## REQUIRED TASK A
In the Manitowish River article, what year did river advocates ask the DNR for an environmental assessment?
## REQUIRED TASK B
Pick up the Manitowish River article after its last sentence and keep writing.

## READING TEXT
------------------------------------------------------------------------
Requiem for a River

Jul 16, 2015 | Citizen Advocacy, Water Policy

Buried in the 1,500+ page state budget signed last Sunday by the governor were a few sentences that are in effect a death sentence for a river in northern Wisconsin.

The Manitowish River is a Northwoods stream that winds its way westward through Onieda County and flows through several lakes before it turns south and joins with the Bear River to become the North Fork of the Flambeau River. For decades, a dam where the river exits Rest Lake has been managed to the advantage of lakeshore property owners and to the deep detriment of the river.

That dam and its damaging ways was saved by legislative fiat.

For at least the past 10 years, local river advocates have called for managing the flows from the dam in respect for the river, downstream property owners, and the fish and other critters in the river. But the water level of Rest Lake was lowered in the fall so lakeshore property owners wouldn’t have to remove their docks. Removing docks is a fall ritual that almost every lake cabin owner in Wisconsin does, but the lucky souls of Rest Lake got used to being spared this chore.

In spring, to raise the levels back up in time for boating season, the dam’s gates were partially closed, thereby starving the Manitowish River of water at a time when fish spawn. Downstream river property owners would find mud flats where water had been the day before.

River advocates had had enough, and in 2012 called on the DNR to do an environmental assessment. The DNR did it, and it was just what you would want in such a study. It looked at ecological, economic and social factors in why the dam was managed the way it was, and what might be improved ecologically if water levels were not raised and lowered so drastically.

Good homework, bad result.

The DNR then issued a draft “flow order” that did a good job balancing the many interests fighting over the water of the Manitowish chain. Meanwhile, hovering over the entire process all these years was an entity called the Manitowish Waters Defense Fund, a consortium of lake associations, business and local governments whose interest was to keep the dam operating its damaging ways. “Defense Fund” may reveal something about their intentions; the DNR always understood that a decision against lakeshore interests would end up in court.
------------------------------------------------------------------------
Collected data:
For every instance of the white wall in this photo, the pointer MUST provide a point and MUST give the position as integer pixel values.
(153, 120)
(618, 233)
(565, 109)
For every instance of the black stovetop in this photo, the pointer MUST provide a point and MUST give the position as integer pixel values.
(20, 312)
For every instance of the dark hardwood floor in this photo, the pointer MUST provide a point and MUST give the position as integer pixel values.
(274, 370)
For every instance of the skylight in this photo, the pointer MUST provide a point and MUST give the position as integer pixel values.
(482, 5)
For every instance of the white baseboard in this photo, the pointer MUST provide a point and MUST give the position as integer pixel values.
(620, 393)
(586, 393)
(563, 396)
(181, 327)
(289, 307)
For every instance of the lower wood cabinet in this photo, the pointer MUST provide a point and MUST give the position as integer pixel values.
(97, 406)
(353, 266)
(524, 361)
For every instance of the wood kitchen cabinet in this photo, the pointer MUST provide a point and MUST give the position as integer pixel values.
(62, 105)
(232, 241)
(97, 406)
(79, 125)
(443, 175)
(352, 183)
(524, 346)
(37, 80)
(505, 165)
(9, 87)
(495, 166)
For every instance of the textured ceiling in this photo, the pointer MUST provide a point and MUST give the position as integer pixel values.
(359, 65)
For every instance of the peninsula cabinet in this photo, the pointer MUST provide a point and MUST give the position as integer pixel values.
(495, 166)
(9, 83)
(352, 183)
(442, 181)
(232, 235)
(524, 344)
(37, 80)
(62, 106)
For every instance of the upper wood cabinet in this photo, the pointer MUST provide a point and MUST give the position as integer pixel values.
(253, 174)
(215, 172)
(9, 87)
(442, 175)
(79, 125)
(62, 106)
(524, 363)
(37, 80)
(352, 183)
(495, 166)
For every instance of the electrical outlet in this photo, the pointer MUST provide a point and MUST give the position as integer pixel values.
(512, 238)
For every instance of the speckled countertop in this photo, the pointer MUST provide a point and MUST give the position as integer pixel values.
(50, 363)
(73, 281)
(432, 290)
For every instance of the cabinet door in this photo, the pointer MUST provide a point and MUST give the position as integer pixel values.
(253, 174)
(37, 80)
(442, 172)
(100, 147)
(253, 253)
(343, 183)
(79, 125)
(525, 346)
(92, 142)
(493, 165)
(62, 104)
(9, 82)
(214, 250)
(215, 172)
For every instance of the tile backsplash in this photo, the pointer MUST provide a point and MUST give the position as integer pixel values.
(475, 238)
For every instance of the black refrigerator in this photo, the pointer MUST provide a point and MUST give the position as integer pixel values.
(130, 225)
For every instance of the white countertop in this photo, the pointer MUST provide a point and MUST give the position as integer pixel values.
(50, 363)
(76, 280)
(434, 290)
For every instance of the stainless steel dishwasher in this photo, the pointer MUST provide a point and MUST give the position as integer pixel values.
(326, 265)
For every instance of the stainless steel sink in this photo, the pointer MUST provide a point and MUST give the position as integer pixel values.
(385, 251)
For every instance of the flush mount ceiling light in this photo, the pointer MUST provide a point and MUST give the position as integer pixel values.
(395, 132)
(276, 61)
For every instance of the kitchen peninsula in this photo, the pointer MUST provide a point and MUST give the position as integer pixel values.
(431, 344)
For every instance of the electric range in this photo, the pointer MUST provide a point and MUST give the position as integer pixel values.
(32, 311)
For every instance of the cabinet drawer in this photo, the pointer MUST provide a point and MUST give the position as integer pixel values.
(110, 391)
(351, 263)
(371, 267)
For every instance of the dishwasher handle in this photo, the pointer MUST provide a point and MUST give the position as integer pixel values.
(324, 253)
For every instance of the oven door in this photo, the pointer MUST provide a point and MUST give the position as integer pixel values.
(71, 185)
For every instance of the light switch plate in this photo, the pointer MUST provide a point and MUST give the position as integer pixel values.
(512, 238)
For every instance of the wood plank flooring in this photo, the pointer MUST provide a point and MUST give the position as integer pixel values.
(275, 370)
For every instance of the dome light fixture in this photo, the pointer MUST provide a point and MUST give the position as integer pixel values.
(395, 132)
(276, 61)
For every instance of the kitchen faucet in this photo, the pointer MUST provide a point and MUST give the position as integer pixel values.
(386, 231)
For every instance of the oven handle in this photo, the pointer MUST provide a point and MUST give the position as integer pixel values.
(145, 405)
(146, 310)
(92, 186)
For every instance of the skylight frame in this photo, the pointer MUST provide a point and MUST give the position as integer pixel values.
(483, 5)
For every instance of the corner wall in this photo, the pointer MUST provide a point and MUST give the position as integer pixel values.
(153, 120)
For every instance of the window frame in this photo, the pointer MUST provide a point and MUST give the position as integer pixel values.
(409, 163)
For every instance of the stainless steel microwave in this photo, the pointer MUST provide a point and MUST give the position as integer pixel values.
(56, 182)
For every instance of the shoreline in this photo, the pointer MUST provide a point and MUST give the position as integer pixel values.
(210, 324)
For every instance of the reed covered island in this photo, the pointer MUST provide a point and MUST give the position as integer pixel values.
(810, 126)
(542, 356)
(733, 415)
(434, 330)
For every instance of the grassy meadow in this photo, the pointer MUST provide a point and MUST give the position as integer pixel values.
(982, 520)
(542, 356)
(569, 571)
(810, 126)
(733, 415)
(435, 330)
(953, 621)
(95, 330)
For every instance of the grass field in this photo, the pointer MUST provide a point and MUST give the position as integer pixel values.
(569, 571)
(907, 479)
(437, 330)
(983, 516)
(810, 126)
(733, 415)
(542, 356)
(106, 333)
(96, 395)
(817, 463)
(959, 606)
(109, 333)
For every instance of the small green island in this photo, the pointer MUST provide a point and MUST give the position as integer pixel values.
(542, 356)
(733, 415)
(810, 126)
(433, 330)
------------------------------------------------------------------------
## FINAL RESULT A
2012

## FINAL RESULT B
Fearing litigation and succumbing to local political pressure, the DNR pulled back on its process to implement the flow order last year. Things went quiet for several months until we learned of near-secret negotiations this past winter between DNR and the Defense Fund. We should mention here that that have been two DNRs at work on this – local staff did yeomen’s work with the environmental assessment, but administrators in the Madison central office chose to ignore their own agency’s good homework in the environmental assessment.

The MOU was a terrible process and document; in many ways its provisions would have been worse for the river than the existing flawed system.

To the rescue of this already messy process was something even worse – the heavy hand of one state senator, Tom Tiffany, who inserted a few sentences into the state budget that essentially prevents DNR from regulating the Rest Lake dam without permission from the legislature. This is now the law.

What happened to the Manitowish River is a case study of how far we have fallen in resource conservation. The Manitowish River now has upstream winners – well-connected and wealthy people who know how to use their influence to get what they want – and downstream losers without the same clout. Tiffany’s bill practically makes the Rest Lake chain a private waterway, in a state that prides itself in managing water in the public interest. Indeed, such public interest is enshrined in the state constitution.

Good souls.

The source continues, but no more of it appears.